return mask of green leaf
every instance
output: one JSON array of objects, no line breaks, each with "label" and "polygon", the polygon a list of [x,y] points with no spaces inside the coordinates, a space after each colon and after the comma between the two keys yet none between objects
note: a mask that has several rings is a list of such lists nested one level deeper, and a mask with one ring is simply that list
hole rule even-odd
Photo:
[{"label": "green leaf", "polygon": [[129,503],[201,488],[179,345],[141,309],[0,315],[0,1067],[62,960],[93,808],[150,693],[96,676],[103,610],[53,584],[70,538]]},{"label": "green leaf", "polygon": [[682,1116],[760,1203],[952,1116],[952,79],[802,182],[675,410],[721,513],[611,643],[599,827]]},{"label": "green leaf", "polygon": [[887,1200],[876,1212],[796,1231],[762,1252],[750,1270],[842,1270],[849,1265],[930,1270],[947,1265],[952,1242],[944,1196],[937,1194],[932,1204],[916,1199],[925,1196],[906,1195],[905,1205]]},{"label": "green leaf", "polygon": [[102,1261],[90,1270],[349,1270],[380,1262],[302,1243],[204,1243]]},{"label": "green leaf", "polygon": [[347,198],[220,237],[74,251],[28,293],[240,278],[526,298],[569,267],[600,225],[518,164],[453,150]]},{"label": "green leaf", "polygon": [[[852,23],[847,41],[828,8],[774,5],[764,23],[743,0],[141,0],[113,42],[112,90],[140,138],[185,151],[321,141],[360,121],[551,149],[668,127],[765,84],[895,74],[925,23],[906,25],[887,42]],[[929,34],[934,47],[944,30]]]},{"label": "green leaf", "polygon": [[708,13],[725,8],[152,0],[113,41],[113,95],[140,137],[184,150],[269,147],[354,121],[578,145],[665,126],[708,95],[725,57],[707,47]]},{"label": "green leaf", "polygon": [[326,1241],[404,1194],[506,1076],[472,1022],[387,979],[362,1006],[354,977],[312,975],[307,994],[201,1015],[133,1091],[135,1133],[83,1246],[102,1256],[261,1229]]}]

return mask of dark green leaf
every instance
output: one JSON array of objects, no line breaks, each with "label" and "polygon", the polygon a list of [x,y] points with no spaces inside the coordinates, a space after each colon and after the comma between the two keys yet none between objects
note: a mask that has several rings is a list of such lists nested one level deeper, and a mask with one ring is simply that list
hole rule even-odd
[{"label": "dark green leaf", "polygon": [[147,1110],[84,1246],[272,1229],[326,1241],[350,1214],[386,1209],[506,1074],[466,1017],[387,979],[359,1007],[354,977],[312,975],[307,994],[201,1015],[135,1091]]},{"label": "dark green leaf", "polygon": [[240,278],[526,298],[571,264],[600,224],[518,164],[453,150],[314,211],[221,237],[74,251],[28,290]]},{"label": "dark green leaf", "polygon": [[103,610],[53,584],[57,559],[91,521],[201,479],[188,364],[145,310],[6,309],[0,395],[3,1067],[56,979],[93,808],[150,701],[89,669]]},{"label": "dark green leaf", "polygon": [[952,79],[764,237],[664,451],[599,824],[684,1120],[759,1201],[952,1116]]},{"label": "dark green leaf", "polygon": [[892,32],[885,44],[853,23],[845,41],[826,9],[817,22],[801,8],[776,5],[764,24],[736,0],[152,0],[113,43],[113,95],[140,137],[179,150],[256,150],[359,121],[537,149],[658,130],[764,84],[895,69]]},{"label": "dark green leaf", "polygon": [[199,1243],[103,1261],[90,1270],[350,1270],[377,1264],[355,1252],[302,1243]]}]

• EXERCISE OBJECTIVE: Gather every line of the material above that contains the word "return".

• RESULT OF THE TASK:
return mask of green leaf
return mask of dark green leaf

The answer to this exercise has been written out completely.